■ **TO DO**: Convert every line of the items below into a Markdown table with two columns, Row and Line. Number the rows in order and leave out blank lines.

[SUPPLIED MATERIAL start]

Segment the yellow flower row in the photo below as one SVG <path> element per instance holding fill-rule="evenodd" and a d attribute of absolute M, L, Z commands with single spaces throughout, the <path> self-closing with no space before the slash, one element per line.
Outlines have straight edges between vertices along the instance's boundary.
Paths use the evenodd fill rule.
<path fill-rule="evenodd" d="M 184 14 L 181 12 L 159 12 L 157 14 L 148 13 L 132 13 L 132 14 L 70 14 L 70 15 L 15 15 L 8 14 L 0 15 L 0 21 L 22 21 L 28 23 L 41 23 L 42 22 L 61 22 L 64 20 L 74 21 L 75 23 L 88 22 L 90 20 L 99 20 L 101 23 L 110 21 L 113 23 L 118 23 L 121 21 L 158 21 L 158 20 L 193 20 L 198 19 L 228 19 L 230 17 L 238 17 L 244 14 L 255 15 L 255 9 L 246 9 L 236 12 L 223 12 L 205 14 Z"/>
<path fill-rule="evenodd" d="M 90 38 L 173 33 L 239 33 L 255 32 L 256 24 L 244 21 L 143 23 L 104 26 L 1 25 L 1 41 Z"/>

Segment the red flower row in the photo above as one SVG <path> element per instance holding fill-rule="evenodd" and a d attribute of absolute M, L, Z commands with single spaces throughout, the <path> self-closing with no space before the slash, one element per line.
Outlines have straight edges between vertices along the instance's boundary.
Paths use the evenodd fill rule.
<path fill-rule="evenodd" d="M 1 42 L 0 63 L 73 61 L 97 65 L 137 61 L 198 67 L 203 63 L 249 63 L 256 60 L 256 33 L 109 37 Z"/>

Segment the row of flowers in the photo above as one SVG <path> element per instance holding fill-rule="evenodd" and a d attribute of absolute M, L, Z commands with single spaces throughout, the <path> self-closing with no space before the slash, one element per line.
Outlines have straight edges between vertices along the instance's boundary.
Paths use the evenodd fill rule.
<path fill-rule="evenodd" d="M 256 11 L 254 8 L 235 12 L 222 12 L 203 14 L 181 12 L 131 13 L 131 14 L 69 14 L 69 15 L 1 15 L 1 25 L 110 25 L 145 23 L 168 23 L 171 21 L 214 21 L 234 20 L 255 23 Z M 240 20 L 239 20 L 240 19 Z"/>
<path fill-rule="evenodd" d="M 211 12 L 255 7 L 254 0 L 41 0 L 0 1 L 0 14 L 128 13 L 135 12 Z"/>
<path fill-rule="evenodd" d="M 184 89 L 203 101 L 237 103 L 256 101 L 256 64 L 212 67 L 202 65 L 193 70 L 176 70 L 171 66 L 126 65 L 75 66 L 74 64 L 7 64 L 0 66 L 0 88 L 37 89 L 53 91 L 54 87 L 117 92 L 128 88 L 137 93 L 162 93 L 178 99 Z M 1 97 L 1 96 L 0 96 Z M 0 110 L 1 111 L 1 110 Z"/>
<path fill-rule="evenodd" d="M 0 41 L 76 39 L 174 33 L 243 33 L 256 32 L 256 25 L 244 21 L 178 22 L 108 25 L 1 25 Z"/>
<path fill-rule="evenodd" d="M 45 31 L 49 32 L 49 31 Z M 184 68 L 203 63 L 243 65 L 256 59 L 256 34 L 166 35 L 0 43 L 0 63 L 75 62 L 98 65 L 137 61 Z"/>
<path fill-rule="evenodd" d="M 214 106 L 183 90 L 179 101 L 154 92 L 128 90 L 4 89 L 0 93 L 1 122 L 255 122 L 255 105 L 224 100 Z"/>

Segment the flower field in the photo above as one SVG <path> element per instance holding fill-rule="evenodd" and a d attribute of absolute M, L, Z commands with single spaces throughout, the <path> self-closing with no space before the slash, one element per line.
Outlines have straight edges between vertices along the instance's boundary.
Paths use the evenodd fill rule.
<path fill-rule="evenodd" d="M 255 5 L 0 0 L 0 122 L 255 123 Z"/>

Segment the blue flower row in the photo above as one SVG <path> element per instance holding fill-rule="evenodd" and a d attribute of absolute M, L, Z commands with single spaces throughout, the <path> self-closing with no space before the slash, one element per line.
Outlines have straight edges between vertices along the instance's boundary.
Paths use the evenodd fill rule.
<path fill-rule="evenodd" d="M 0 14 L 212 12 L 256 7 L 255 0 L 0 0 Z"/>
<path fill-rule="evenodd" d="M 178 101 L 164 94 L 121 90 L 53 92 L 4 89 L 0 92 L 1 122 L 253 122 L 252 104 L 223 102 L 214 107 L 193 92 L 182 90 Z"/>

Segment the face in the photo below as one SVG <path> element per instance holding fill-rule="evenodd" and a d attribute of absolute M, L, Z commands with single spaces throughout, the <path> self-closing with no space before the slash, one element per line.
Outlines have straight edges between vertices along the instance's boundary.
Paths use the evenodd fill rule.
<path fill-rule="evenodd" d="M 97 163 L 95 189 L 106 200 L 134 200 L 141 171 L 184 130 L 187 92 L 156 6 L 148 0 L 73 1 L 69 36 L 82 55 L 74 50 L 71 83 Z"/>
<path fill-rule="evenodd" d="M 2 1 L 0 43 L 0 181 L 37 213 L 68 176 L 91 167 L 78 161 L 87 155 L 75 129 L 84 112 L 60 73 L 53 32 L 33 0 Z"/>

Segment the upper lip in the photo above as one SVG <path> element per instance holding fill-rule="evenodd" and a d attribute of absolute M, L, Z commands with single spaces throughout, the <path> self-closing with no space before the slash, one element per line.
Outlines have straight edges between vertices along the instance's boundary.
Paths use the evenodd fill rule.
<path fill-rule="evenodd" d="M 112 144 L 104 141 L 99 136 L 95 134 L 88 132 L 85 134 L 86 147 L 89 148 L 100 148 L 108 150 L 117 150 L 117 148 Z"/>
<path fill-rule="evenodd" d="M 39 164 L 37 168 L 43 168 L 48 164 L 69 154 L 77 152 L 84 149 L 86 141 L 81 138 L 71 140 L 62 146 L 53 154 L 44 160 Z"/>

[SUPPLIED MATERIAL end]

■ **RESPONSE**:
| Row | Line |
|---|---|
| 1 | Segment the yellow flower row in the photo below as one SVG <path> element per instance holding fill-rule="evenodd" and a d attribute of absolute M, L, Z commands with single spaces throughout, the <path> self-closing with no space before the slash, one element per line. |
| 2 | Outlines have straight edges between vertices along the instance's boundary. |
| 3 | Paths use the evenodd fill rule. |
| 4 | <path fill-rule="evenodd" d="M 184 14 L 181 12 L 159 12 L 157 14 L 148 13 L 132 13 L 132 14 L 70 14 L 70 15 L 15 15 L 8 14 L 0 15 L 0 21 L 22 21 L 28 23 L 41 23 L 42 22 L 61 22 L 64 20 L 74 21 L 75 23 L 88 22 L 90 20 L 99 20 L 101 23 L 110 21 L 113 23 L 118 23 L 121 21 L 158 21 L 158 20 L 193 20 L 198 19 L 228 19 L 230 17 L 238 17 L 244 14 L 255 15 L 255 9 L 246 9 L 236 12 L 223 12 L 205 14 Z"/> |
| 5 | <path fill-rule="evenodd" d="M 90 38 L 173 33 L 239 33 L 255 32 L 256 24 L 244 21 L 143 23 L 104 26 L 1 25 L 1 41 Z"/> |
| 6 | Segment the red flower row in the photo above as one SVG <path> element per instance holding fill-rule="evenodd" and a d attribute of absolute M, L, Z commands with single spaces throughout, the <path> self-closing with no space before the slash, one element per line. |
| 7 | Outlines have straight edges between vertices along the instance's boundary. |
| 8 | Paths use the evenodd fill rule. |
| 9 | <path fill-rule="evenodd" d="M 1 42 L 0 63 L 73 61 L 97 65 L 137 61 L 198 67 L 203 63 L 249 63 L 256 60 L 256 33 L 109 37 Z"/> |
| 10 | Segment the row of flowers in the photo above as one SVG <path> element per instance holding fill-rule="evenodd" and a d attribute of absolute M, L, Z commands with single spaces throughout, the <path> self-closing with no space before the slash, one element per line. |
| 11 | Outlines have straight edges between vertices along the instance's boundary. |
| 12 | Paths use the evenodd fill rule. |
| 13 | <path fill-rule="evenodd" d="M 256 11 L 254 8 L 235 12 L 222 12 L 203 14 L 181 12 L 131 13 L 131 14 L 69 14 L 69 15 L 1 15 L 1 25 L 110 25 L 145 23 L 168 23 L 171 21 L 214 21 L 234 20 L 255 23 Z M 240 20 L 239 20 L 240 19 Z"/> |
| 14 | <path fill-rule="evenodd" d="M 211 12 L 255 7 L 254 0 L 41 0 L 0 1 L 0 14 L 128 13 L 135 12 Z"/> |
| 15 | <path fill-rule="evenodd" d="M 184 89 L 203 101 L 237 103 L 256 101 L 256 64 L 212 67 L 202 65 L 193 70 L 176 70 L 171 66 L 126 65 L 75 66 L 74 64 L 7 64 L 0 66 L 0 88 L 37 89 L 53 91 L 54 87 L 117 92 L 128 88 L 137 93 L 162 93 L 178 99 Z M 1 97 L 1 96 L 0 96 Z M 0 110 L 1 111 L 1 110 Z"/> |
| 16 | <path fill-rule="evenodd" d="M 0 41 L 76 39 L 174 33 L 243 33 L 256 32 L 256 25 L 244 21 L 178 22 L 108 25 L 1 25 Z"/> |
| 17 | <path fill-rule="evenodd" d="M 45 31 L 49 32 L 49 31 Z M 184 68 L 203 63 L 243 65 L 256 59 L 256 34 L 166 35 L 0 43 L 0 63 L 75 62 L 98 65 L 137 61 Z"/> |
| 18 | <path fill-rule="evenodd" d="M 214 106 L 183 90 L 179 101 L 154 92 L 128 90 L 4 89 L 0 93 L 1 122 L 255 122 L 255 105 L 224 100 Z"/> |
| 19 | Segment the flower field in the photo above as one SVG <path> element per instance holding fill-rule="evenodd" and a d attribute of absolute M, L, Z commands with single spaces throughout, the <path> self-closing with no space before the slash, one element per line. |
| 20 | Outlines have straight edges between vertices along the instance's boundary. |
| 21 | Paths use the evenodd fill rule. |
| 22 | <path fill-rule="evenodd" d="M 255 5 L 0 0 L 0 122 L 255 123 Z"/> |
| 23 | Segment the blue flower row in the photo above as one SVG <path> element per instance holding fill-rule="evenodd" and a d attribute of absolute M, L, Z commands with single spaces throughout, the <path> self-closing with no space before the slash, one element per line. |
| 24 | Outlines have straight edges between vertices along the instance's boundary. |
| 25 | Paths use the evenodd fill rule. |
| 26 | <path fill-rule="evenodd" d="M 0 14 L 212 12 L 256 7 L 255 0 L 0 0 Z"/> |
| 27 | <path fill-rule="evenodd" d="M 178 101 L 164 94 L 121 90 L 53 92 L 4 89 L 0 92 L 1 122 L 253 122 L 252 104 L 223 102 L 214 107 L 193 92 L 182 90 Z"/> |
| 28 | Segment the face in the photo below as one SVG <path> element per instance holding fill-rule="evenodd" and a d attribute of absolute M, L, Z commands with single spaces throughout, the <path> self-closing with no space before the slash, one element per line. |
| 29 | Outlines have straight edges between vertices along the instance's boundary. |
| 30 | Paths use the evenodd fill rule. |
| 31 | <path fill-rule="evenodd" d="M 97 163 L 95 189 L 106 200 L 134 200 L 141 171 L 184 130 L 187 92 L 156 6 L 148 0 L 73 1 L 69 36 L 82 55 L 74 50 L 71 83 Z"/> |
| 32 | <path fill-rule="evenodd" d="M 2 1 L 0 43 L 0 181 L 37 213 L 68 176 L 91 167 L 78 161 L 87 155 L 75 129 L 84 112 L 60 73 L 53 32 L 33 0 Z"/> |
| 33 | Segment the upper lip in the photo above as one SVG <path> element per instance holding fill-rule="evenodd" and a d attribute of absolute M, L, Z commands with single spaces throughout, the <path> self-closing with no space before the slash, one element per line. |
| 34 | Outlines have straight edges between vertices along the instance's boundary. |
| 35 | Paths use the evenodd fill rule. |
| 36 | <path fill-rule="evenodd" d="M 112 144 L 104 141 L 99 136 L 95 134 L 88 132 L 85 134 L 86 147 L 89 148 L 100 148 L 108 150 L 117 150 L 117 148 Z"/> |
| 37 | <path fill-rule="evenodd" d="M 39 164 L 37 168 L 43 168 L 48 164 L 69 154 L 77 152 L 84 149 L 86 141 L 81 138 L 71 140 L 62 146 L 53 154 L 44 160 Z"/> |